- [ENTRIES SUPPLIED]:
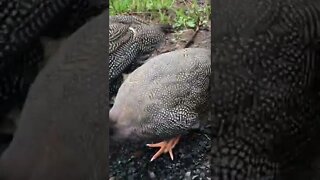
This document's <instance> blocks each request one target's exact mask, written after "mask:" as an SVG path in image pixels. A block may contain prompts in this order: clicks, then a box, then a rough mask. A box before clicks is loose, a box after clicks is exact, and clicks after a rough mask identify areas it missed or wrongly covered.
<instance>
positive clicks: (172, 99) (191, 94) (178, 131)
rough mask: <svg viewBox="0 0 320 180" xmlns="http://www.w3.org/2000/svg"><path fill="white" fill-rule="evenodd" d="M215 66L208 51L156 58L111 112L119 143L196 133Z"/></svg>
mask: <svg viewBox="0 0 320 180" xmlns="http://www.w3.org/2000/svg"><path fill="white" fill-rule="evenodd" d="M210 64H211V63H210V51H209V50H206V49H202V48H187V49H182V50H177V51H172V52H169V53H164V54H161V55H158V56H156V57H153V58H151V59H149V60H148V61H147V62H146V63H145V64H143V65H142V66H140V67H139V68H137V69H136V70H135V71H133V72H132V73H131V74H129V76H128V77H127V79H126V80H125V81H124V83H123V84H122V85H121V87H120V89H119V92H118V94H117V96H116V98H115V103H114V105H113V107H112V108H111V110H110V112H109V117H110V120H111V121H113V122H115V134H114V137H115V138H118V139H131V140H141V139H144V140H159V139H169V138H172V137H175V136H179V135H183V134H185V133H186V132H188V130H191V129H195V128H197V127H198V126H199V115H198V114H199V112H201V110H200V109H201V108H203V107H204V105H205V104H206V100H207V99H208V88H209V76H210V72H211V66H210Z"/></svg>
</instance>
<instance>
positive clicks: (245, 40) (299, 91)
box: [210, 0, 320, 179]
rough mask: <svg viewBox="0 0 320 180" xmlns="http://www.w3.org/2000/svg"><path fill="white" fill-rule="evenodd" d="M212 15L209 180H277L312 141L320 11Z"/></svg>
mask: <svg viewBox="0 0 320 180" xmlns="http://www.w3.org/2000/svg"><path fill="white" fill-rule="evenodd" d="M214 7H215V10H214V11H213V15H212V17H213V18H214V19H213V23H215V25H214V26H215V27H217V28H215V32H214V33H213V35H214V36H213V39H214V46H213V47H214V48H213V51H212V56H213V57H212V67H214V70H213V71H212V83H211V84H212V86H211V87H210V89H211V93H210V96H211V102H212V106H211V107H212V108H211V115H212V118H213V119H214V121H215V122H216V123H217V126H216V129H214V132H219V133H218V137H217V139H216V141H215V142H214V143H213V145H212V161H211V162H212V165H211V167H212V175H213V179H278V178H280V176H281V173H282V171H281V170H283V169H284V168H287V167H290V164H291V163H290V161H291V160H292V159H294V158H295V157H297V155H303V153H302V152H303V151H304V150H305V147H306V145H307V144H309V143H310V140H313V139H314V140H315V141H318V139H315V135H316V134H317V133H318V132H319V127H320V126H319V119H318V114H319V112H320V98H319V93H318V92H319V89H320V88H319V72H320V71H319V70H320V62H319V58H320V53H319V52H320V51H319V38H320V26H319V21H320V3H319V1H316V0H306V1H302V0H270V1H263V0H258V1H257V0H242V1H234V0H218V1H216V2H215V5H214ZM317 143H318V142H317ZM301 153H302V154H301Z"/></svg>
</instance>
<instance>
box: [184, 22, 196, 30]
mask: <svg viewBox="0 0 320 180" xmlns="http://www.w3.org/2000/svg"><path fill="white" fill-rule="evenodd" d="M186 25H187V26H188V27H192V28H194V27H196V23H195V22H194V21H193V20H188V21H187V22H186Z"/></svg>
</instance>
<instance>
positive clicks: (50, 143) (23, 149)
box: [0, 12, 108, 180]
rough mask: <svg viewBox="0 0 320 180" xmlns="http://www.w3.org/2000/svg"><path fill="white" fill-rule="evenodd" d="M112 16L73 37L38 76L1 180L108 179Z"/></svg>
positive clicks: (14, 139)
mask: <svg viewBox="0 0 320 180" xmlns="http://www.w3.org/2000/svg"><path fill="white" fill-rule="evenodd" d="M107 18H108V13H107V12H104V13H103V14H101V15H99V16H98V17H96V18H94V19H92V20H90V22H88V23H86V24H85V25H84V26H82V27H81V28H80V29H79V30H77V31H76V32H75V33H74V34H72V35H71V36H70V37H69V38H68V39H66V40H65V41H64V42H63V44H62V45H61V46H60V49H59V50H58V52H57V53H56V54H55V55H53V56H52V58H51V59H50V60H49V62H48V64H47V65H46V66H45V67H44V68H43V69H42V71H41V72H40V73H39V75H38V76H37V78H36V80H35V81H34V83H33V84H32V86H31V88H30V91H29V93H28V97H27V100H26V103H25V106H24V108H23V111H22V114H21V119H20V120H19V124H18V128H17V130H16V132H15V135H14V138H13V140H12V142H11V144H10V146H9V147H8V148H7V149H6V151H5V152H4V153H3V155H2V156H1V158H0V179H3V180H22V179H29V180H43V179H49V180H57V179H69V180H88V179H90V180H101V179H106V178H107V177H106V176H107V175H106V171H107V170H106V166H107V165H106V159H107V154H106V150H107V147H106V141H105V138H106V137H107V126H106V123H107V121H106V119H107V117H106V114H107V104H106V96H107V94H106V93H105V92H106V91H107V84H106V76H107V75H106V72H105V70H106V69H105V64H106V59H105V58H106V50H105V47H106V46H107V37H106V33H105V30H106V27H107V21H106V19H107ZM70 167H72V168H70Z"/></svg>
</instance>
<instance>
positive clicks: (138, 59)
mask: <svg viewBox="0 0 320 180" xmlns="http://www.w3.org/2000/svg"><path fill="white" fill-rule="evenodd" d="M109 19H110V25H109V84H110V86H109V87H110V89H109V91H110V96H109V97H112V96H113V95H115V94H116V92H117V90H118V88H119V83H117V82H119V81H120V80H119V79H121V78H122V73H123V72H124V71H125V70H126V69H128V68H129V67H130V66H131V65H132V64H134V63H135V62H137V61H143V60H145V59H147V58H148V57H149V56H150V55H151V53H152V52H153V51H154V50H156V48H157V47H158V46H159V45H160V43H161V42H162V41H163V39H164V37H165V34H164V32H163V29H162V27H163V26H162V25H149V24H147V23H145V22H144V21H142V20H140V19H138V18H136V17H134V16H112V17H110V18H109Z"/></svg>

- [THE PROBLEM]:
What is needed is an exact retyping of the lines from the start of the data through the line with "box: [210, 0, 320, 179]", with both end lines kept and every picture left out.

- [RESPONSE BOX]:
This document's <instance> blocks each request one target's exact mask, written after "mask:" as an SVG path in image pixels. A block may contain prompts in this order: clicks, then a box, then a rough mask. A box before clicks is loose, a box after clicks is exact, and clicks after a rough mask identify areas it missed or wrongly covered.
<instance>
positive clicks: (172, 99) (191, 94) (178, 131)
rough mask: <svg viewBox="0 0 320 180" xmlns="http://www.w3.org/2000/svg"><path fill="white" fill-rule="evenodd" d="M215 66L208 51L156 58L111 112L119 143L196 133Z"/></svg>
mask: <svg viewBox="0 0 320 180" xmlns="http://www.w3.org/2000/svg"><path fill="white" fill-rule="evenodd" d="M210 64H211V63H210V51H209V50H206V49H202V48H187V49H182V50H177V51H172V52H169V53H164V54H161V55H158V56H156V57H153V58H151V59H149V60H148V61H147V62H146V63H145V64H143V65H142V66H140V67H139V68H137V69H136V70H135V71H133V72H132V73H131V74H129V76H128V77H127V79H126V80H125V81H124V83H123V84H122V85H121V87H120V89H119V92H118V94H117V96H116V98H115V103H114V105H113V107H112V108H111V110H110V112H109V117H110V120H111V121H113V122H115V134H114V137H115V138H118V139H131V140H141V139H144V140H159V139H169V138H172V137H175V136H179V135H183V134H185V133H186V132H188V130H191V129H195V128H197V127H198V126H199V115H198V114H199V112H201V110H200V109H201V108H203V107H204V105H205V104H206V100H207V99H208V88H209V76H210V72H211V66H210Z"/></svg>
</instance>
<instance>
positive clicks: (245, 40) (299, 91)
box: [210, 0, 320, 179]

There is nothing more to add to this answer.